Ville noire ville blanche (Freedomland – 1998), de Richard
Price, traduit de l’anglais (américain) par Jacques Martinache; Presses de la Cité – 1998; 10/18 - 2002
Une jeune femme blanche, semblant
en état de choc, les mains ensanglantées, traverse à pied Armstrong, la cité à population essentiellement noire située à la limite des villes de Dempsey et de Gannon, pour se rendre à l’hôpital
le plus proche. Arrivée aux urgences, elle déclare avoir été victime d'un car jacking. Lorenzo Council, un vieux flic noir originaire d’Armstrong, vient interroger la jeune fille. Celle-ci,
Brenda Martin, se montre d’abord rétive mais, patient, Council parvient à la faire parler: travaillant à Armstrong pour le Centre d'Études, un programme de soutien scolaire installé dans le
sous-sol d’un des bâtiments de la cité, elle y était retournée en voiture en début de soirée, pensant y avoir oublié ses lunettes. Cherchant ensuite un raccourci pour sortir de la cité, elle
s'était perdue. Lors d'une manœuvre, elle avait été abordée par un individu noir qui l'avait jetée hors de son véhicule et était parti avec. Council sent que la jeune fille ne lui dit pas tout.

****

**Consigne 1**
Où le résumé de Ville noire ville blanche situe-t-il le Centre d'Études ?
**Consigne 2**
Prolongez le résumé de Ville noire ville blanche à partir de sa dernière phrase.
Les items présentés ensuite proviennent d'une autre source que le résumé.

****

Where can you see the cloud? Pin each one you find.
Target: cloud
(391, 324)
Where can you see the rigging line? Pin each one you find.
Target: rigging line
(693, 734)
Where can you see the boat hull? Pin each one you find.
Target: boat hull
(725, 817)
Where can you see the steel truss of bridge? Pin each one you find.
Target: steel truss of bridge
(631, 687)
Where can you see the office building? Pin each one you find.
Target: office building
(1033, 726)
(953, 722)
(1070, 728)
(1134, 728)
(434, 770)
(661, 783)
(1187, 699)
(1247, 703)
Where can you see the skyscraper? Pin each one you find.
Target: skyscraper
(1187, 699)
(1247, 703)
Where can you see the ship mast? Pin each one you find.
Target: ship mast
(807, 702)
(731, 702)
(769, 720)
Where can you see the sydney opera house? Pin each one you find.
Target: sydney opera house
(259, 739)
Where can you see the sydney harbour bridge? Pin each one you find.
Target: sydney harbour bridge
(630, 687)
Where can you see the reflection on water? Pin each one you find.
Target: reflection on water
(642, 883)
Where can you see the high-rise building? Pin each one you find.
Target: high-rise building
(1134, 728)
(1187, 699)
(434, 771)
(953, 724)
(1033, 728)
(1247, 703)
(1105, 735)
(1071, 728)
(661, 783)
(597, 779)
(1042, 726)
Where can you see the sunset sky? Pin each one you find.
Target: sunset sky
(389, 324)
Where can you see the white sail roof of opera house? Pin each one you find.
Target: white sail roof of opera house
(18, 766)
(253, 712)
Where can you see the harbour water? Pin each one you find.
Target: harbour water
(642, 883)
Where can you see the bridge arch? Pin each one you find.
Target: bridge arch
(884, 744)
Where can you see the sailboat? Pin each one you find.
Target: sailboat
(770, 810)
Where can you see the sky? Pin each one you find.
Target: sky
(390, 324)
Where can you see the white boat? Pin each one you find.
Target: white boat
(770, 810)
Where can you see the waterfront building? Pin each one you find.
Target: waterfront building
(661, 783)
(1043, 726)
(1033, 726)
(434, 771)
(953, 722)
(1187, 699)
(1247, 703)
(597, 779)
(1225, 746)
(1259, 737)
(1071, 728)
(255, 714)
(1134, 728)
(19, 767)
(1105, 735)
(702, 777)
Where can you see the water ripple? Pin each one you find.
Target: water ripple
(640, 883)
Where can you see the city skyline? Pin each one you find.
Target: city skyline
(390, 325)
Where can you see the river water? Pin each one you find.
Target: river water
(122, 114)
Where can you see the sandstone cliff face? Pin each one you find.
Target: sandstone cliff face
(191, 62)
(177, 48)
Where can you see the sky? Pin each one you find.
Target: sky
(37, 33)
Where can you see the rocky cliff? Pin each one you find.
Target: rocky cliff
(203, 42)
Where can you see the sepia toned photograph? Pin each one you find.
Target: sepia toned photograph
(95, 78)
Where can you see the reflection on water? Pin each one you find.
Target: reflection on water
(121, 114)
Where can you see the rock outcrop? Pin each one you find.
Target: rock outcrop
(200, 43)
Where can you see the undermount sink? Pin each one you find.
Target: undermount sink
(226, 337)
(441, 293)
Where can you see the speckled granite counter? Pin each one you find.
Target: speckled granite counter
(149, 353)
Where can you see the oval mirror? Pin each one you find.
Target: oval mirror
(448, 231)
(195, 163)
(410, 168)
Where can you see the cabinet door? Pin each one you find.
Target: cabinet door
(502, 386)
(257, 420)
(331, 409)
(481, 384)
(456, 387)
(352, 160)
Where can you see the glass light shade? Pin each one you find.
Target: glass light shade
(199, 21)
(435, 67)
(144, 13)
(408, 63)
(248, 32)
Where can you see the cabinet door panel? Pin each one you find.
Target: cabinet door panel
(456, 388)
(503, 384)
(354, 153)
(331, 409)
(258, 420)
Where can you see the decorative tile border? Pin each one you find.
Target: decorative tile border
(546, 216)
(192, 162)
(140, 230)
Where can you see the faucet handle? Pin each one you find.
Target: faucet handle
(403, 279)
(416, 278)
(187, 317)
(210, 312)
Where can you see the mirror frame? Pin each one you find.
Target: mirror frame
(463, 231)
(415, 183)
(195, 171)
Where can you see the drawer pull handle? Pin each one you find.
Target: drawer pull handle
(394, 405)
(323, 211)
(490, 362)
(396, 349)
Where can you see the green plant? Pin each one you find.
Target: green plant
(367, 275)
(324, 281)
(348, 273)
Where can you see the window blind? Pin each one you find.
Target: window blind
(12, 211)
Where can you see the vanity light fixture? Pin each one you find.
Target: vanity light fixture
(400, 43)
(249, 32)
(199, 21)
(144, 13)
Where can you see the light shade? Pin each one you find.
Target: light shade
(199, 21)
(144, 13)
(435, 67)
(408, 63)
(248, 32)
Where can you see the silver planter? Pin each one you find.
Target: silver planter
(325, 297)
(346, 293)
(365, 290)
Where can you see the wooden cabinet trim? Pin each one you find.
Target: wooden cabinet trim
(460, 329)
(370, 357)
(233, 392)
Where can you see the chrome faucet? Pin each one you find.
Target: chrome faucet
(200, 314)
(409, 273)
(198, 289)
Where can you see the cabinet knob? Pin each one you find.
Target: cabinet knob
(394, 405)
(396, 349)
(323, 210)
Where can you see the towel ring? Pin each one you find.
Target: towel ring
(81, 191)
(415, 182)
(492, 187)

****

**Réponse attendue 1**
Dans le sous-sol d'un des bâtiments de la cité d'Armstrong.

**Réponse attendue 2**
Et en effet, elle finit par livrer que sur le siège arrière de la voiture volée dormait son fils de quatre ans, Cody. Council déclenche alors une vaste opération de recherche puis prévient
personnellement le frère de Brenda, Danny, qui lui aussi est flic, à Gannon. Les forces de l’ordre des deux villes investissent Armstrong, armés de vieux mandats non exécutés, mettant la cité
sous contrôle. A l’écoute permanente des communications radio de la police, les journalistes envahissent à leur tour Armstrong, parmi lesquels Jesse Haus, une jeune freelance qui a grandi dans
cette cité. Connaissant Council, elle réussit à approcher Brenda. Pendant ce temps, Armstrong, sous pression, commence à entrer en ébullition. Council, suspicieux, est quant à lui persuadé que
quelque chose ne colle pas dans l'histoire de Brenda.
Dans ce roman, il y a un délit, une victime, des flics, une enquête, des suspects (il y a même écrit "domaine policier" sur la
couverture de l'édition de poche). Pour autant, on n’a nullement affaire ici à un polar. Le fait divers d'origine -le vol de la voiture et la disparition de l'enfant- n'est en effet qu’un
prétexte/catalyseur pour révéler au grand jour un état de tension lourde préexistant entre la cité de Armstrong et les villes qui la cernent.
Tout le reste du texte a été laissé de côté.